Data provided:
━━━━━━━━━━━━━━━━━━━━━━━━━━━━━━

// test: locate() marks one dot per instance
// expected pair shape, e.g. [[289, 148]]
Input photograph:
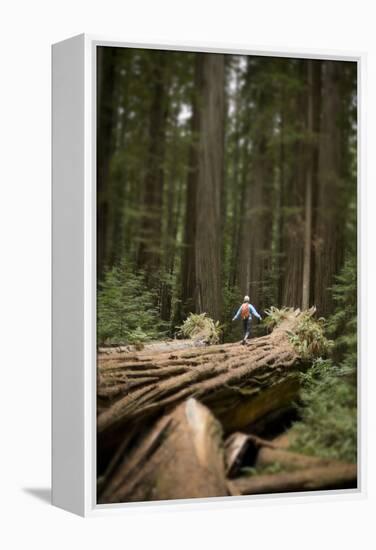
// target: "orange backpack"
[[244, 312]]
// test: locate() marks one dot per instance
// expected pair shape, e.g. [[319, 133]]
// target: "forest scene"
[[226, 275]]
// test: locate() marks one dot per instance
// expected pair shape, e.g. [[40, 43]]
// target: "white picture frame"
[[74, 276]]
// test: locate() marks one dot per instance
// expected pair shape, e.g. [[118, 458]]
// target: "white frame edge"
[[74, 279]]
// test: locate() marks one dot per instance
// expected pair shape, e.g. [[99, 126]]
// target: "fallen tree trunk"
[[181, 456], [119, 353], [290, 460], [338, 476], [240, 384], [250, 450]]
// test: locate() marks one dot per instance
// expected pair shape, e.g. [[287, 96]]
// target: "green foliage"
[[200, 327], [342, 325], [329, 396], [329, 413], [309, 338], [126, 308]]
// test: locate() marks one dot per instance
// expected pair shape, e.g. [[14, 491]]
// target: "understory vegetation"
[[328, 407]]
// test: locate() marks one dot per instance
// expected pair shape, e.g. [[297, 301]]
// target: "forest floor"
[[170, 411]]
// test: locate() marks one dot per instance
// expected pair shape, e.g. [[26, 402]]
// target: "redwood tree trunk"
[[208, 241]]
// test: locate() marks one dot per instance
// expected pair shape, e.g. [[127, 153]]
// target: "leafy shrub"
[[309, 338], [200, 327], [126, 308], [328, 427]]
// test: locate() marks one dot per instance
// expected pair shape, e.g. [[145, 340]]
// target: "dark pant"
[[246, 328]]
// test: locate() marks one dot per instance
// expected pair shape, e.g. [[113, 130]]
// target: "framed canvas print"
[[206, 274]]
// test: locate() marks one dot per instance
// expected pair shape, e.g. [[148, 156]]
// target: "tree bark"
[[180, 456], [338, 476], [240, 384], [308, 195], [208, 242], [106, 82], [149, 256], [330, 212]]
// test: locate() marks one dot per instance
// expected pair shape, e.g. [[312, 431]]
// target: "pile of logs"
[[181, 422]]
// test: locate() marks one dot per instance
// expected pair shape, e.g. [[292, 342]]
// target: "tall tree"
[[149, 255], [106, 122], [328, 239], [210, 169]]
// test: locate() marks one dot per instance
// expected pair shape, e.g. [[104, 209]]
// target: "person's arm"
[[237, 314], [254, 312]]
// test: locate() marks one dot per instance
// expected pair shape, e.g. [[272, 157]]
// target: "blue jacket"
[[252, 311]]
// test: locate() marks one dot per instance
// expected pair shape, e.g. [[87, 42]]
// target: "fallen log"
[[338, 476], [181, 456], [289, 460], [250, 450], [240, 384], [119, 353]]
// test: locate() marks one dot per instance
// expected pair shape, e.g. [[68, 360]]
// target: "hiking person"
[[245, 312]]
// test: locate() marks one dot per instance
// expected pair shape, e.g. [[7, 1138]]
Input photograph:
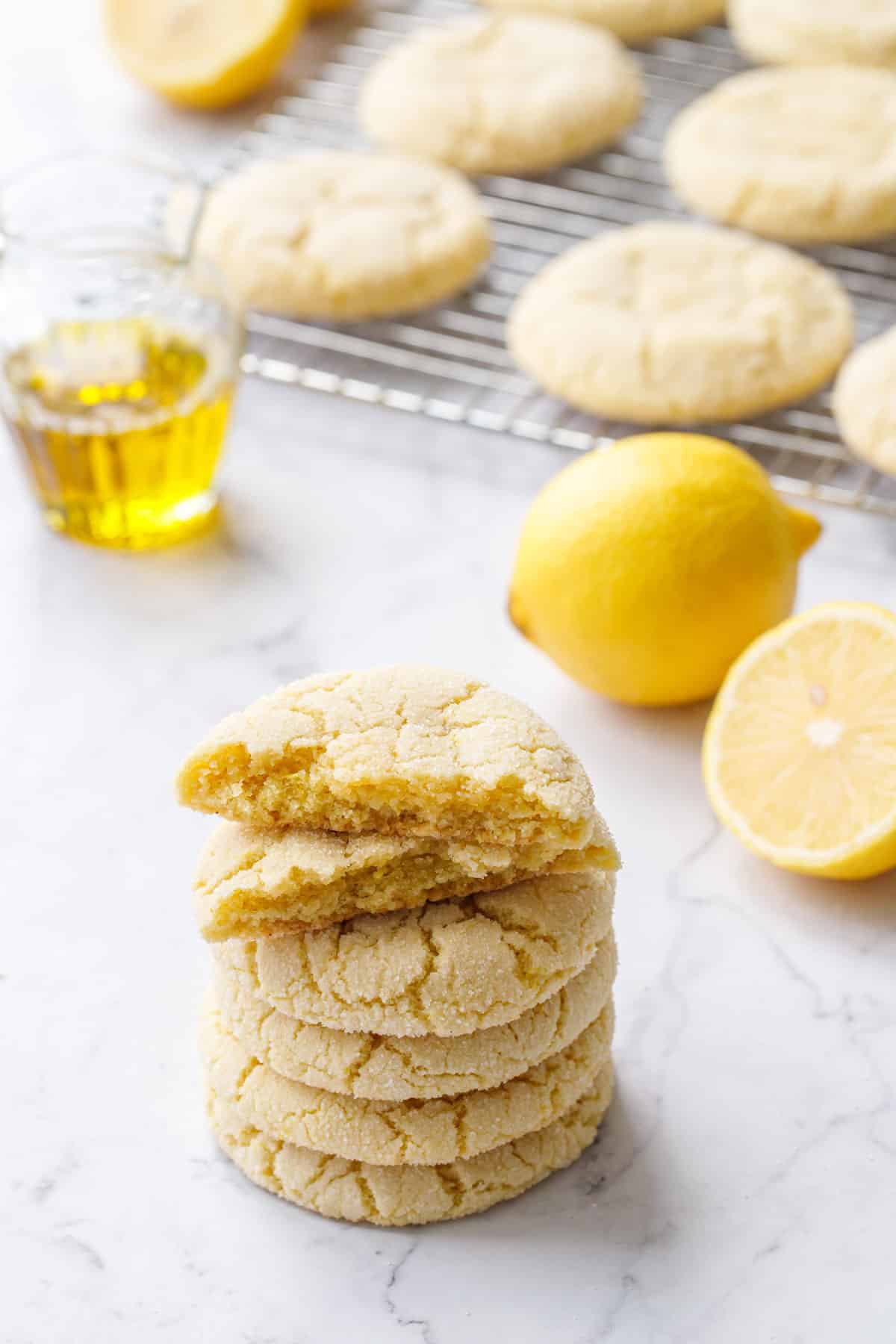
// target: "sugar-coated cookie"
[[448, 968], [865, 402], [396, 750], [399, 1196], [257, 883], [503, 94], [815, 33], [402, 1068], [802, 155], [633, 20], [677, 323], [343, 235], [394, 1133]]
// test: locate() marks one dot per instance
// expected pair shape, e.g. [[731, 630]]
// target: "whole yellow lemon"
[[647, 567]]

━━━━━━━━━━━━━━━━━━━━━━━━━━━━━━

Directive: Reproduce all entries exactly. Pictures do not belong in the copy.

Task output:
// test: locate() marks one dot per instance
// expected pair shape, e.g. [[289, 148]]
Input photograph:
// target: "orange backpack"
[[244, 312]]
// test: locate() marks one dot per instance
// expected pair shape, e.g. [[319, 133]]
// target: "forest scene"
[[226, 275]]
// test: locate() marks one dot per instance
// expected pair shape, e.g. [[40, 43]]
// target: "white picture frame"
[[74, 276]]
// test: locate() marks one dot per instance
// expected pair shape, e.g. [[118, 458]]
// target: "white frame edge"
[[74, 279]]
// test: locate() marks one dot per instance
// expected pair shape, e.g. [[99, 126]]
// target: "fallen tree trunk"
[[181, 456], [119, 353], [290, 460], [338, 476], [240, 384], [250, 450]]
// test: locate() marks one dot per instance
// expected pair shape, e.g. [[287, 96]]
// target: "green foliage"
[[200, 327], [342, 325], [329, 396], [329, 413], [309, 338], [126, 308]]
// test: locate() marks one dot per instance
// expected pair shape, e.g. [[14, 491]]
// target: "understory vegetation"
[[328, 407]]
// test: locate() marks one dot per instance
// expected pair shape, e.g. [[297, 301]]
// target: "forest floor"
[[170, 411]]
// test: locate() marks one dot per instance
// expected pair shape, e.g. [[26, 402]]
// target: "redwood tree trunk"
[[208, 241]]
// test: locate() marks one dot per instance
// expected pair shape, e.g. [[127, 153]]
// target: "leafy shrub"
[[309, 338], [200, 327], [126, 308], [328, 427]]
// test: locate() marks one dot per instance
// expected pair shape, e.g. [[145, 340]]
// target: "dark pant"
[[246, 328]]
// test: locate() marks one dot per instance
// expected pair shape, e.g. [[113, 130]]
// target: "framed canvas print"
[[206, 274]]
// test: locate() marks one dot per instance
// expected pair shape, e.g. [[148, 156]]
// target: "tree bark"
[[180, 456], [338, 476], [240, 384], [308, 195], [208, 242], [106, 82], [149, 256], [330, 212]]
// test: locate() marks one dot per instance
// expected pair shape, e.g. [[312, 431]]
// target: "pile of logs"
[[181, 422]]
// test: locate() marks one dot per instance
// expected pair shape, e.g. [[292, 342]]
// target: "tall tree"
[[149, 255], [106, 122], [328, 239], [210, 169]]
// test: locate() marks one dot per instance
// expected pair shape, e.g. [[104, 209]]
// target: "person's arm"
[[237, 314], [254, 312]]
// test: locate() marks one dot per instance
// expected pair shape, e.g. [[272, 157]]
// target: "blue jacket"
[[252, 311]]
// test: locate() marks one dot per instance
// expected pair shape, e.g. [[87, 42]]
// target: "fallen log"
[[338, 476], [181, 456], [289, 460], [250, 450], [240, 384], [119, 353]]
// test: locate() marks one dot per instance
// expected pair shape, e.g. [[68, 360]]
// target: "hiking person"
[[245, 312]]
// test: locate() marks one dot per instance
// expected pair shape, e.g. [[7, 1138]]
Input photograph:
// target: "sugar-coated cookie"
[[448, 968], [865, 402], [396, 750], [399, 1196], [257, 883], [503, 94], [815, 33], [402, 1068], [802, 155], [633, 20], [677, 323], [343, 235], [394, 1133]]
// test: locate() marks one dot per instance
// expected pair shape, e.g. [[731, 630]]
// target: "whole yellow lemon"
[[647, 567]]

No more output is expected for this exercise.